• [Things to do]
1. From the Axios streaming thread below, copy down the passage between "The downloadContent function returns" and "then upload it.", inclusive.
2. In the Axios streaming thread below, restate the paragraph that begins "The idea is to essentially stream data" more briefly, keeping its main facts.

-- BEGIN Text --

2

I have two Axios based functions - downloadContent and uploadContent

The downloadContent function returns the data as a stream and the uploadContent function uses the stream to upload it.

The idea is to essentially stream data between two backends. But since some of the files can be a bit large (5-10GB+) i dont want to download the file in memory and then upload it.

But thats exactly what im observing with the approach/code below - the process memory usage is going constantly up until it reaches the file size(ish).

async function downloadContent(downloadUrl) {
  return await axios
    .get(downloadUrl, {
      responseType: "stream",
    })
    .then((r) => ({
      file: r.data,
      someOtherProps: {},
    }));
}

async function uploadContent() {
  const download = await downloadContent("download/url");

  return await axios.post("upload/url", download.file, {
    headers: {
      "Content-Type": "specific-content-type",
    },
  });
}

await uploadContent();

Is it something im doing wrong?

And in general how can i achieve streaming between two server to minimize the memory footprint with Axios?

Stefan Stoichev
  • 4,615
  • 3
  • 31
  • 51

1 Answers1

1

It is possible that the stream is being buffered in memory, which is why you are observing an increase in memory usage.

In the original code, you have the downloadContent function, which gets data as a stream and returns it. However, when you call the uploadContent function, you are passing the stream directly into the Axios post method.

-- END Text --
-- BEGIN Listing --

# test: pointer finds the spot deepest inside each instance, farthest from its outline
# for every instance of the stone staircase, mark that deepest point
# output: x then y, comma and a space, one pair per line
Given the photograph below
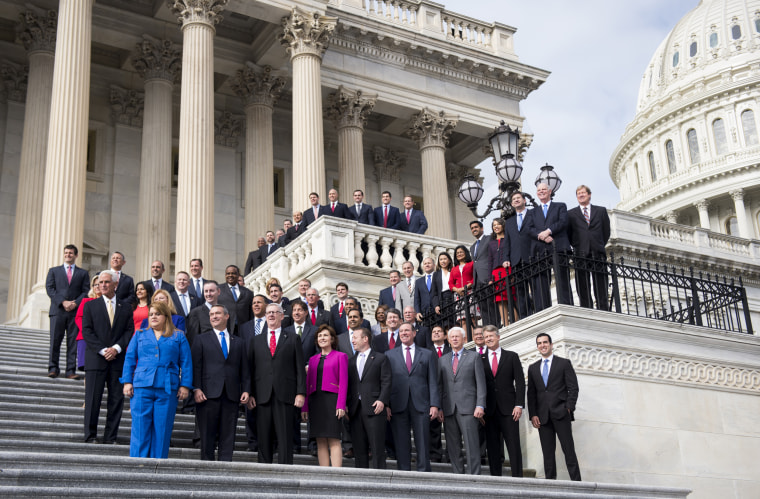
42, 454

-- END Listing --
-- BEGIN Listing --

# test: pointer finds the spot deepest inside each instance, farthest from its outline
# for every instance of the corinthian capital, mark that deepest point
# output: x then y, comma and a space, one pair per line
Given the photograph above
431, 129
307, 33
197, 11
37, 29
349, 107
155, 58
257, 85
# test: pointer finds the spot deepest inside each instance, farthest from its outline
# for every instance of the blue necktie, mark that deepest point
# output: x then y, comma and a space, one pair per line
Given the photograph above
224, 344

-- END Listing --
-- BEGIN Listing --

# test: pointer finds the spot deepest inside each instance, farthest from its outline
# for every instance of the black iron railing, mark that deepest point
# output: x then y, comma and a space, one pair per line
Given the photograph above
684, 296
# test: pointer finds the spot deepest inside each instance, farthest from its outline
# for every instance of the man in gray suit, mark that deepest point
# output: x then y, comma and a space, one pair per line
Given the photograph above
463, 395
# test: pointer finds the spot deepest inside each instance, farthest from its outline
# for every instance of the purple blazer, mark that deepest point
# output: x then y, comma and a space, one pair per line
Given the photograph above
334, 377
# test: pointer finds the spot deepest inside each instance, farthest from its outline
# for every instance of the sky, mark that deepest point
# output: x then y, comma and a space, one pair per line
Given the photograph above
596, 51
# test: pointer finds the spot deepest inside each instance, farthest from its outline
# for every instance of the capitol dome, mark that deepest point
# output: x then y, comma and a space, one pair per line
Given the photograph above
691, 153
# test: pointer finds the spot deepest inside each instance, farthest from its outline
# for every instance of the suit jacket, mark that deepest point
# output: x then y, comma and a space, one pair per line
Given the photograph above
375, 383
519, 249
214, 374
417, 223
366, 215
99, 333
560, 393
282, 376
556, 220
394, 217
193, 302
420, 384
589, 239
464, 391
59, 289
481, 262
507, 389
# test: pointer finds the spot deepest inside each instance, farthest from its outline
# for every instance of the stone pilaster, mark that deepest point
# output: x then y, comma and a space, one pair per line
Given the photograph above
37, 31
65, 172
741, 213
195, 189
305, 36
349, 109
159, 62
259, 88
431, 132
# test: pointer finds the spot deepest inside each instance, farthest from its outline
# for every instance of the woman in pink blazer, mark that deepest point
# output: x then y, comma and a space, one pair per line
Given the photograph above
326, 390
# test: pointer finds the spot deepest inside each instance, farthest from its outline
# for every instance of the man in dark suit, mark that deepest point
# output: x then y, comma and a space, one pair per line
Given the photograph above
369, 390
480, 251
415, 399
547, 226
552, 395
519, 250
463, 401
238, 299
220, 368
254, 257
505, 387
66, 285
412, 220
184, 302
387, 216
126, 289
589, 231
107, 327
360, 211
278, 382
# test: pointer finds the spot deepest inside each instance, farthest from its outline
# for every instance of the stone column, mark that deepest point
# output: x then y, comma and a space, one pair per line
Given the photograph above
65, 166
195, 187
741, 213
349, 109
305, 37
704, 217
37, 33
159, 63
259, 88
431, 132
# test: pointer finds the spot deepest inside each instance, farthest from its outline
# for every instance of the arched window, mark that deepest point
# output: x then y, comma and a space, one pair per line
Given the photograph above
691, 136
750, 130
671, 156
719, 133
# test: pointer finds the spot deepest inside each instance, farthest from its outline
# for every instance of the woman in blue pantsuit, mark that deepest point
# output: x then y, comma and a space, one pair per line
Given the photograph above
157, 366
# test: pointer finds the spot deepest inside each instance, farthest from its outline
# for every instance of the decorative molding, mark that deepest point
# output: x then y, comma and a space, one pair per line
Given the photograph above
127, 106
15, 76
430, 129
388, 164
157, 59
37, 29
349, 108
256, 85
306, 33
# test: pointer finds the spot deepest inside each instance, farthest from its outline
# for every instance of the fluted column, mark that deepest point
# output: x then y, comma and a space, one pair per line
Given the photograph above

-- END Listing --

• [Task-by-task solutions]
1.
The downloadContent function returns the data as a stream and the uploadContent function uses the stream to upload it.

The idea is to essentially stream data between two backends. But since some of the files can be a bit large (5-10GB+) i dont want to download the file in memory and then upload it.

2. The aim is to stream data between two backends without first downloading whole files into memory and then uploading them, because some files are large (5-10GB+).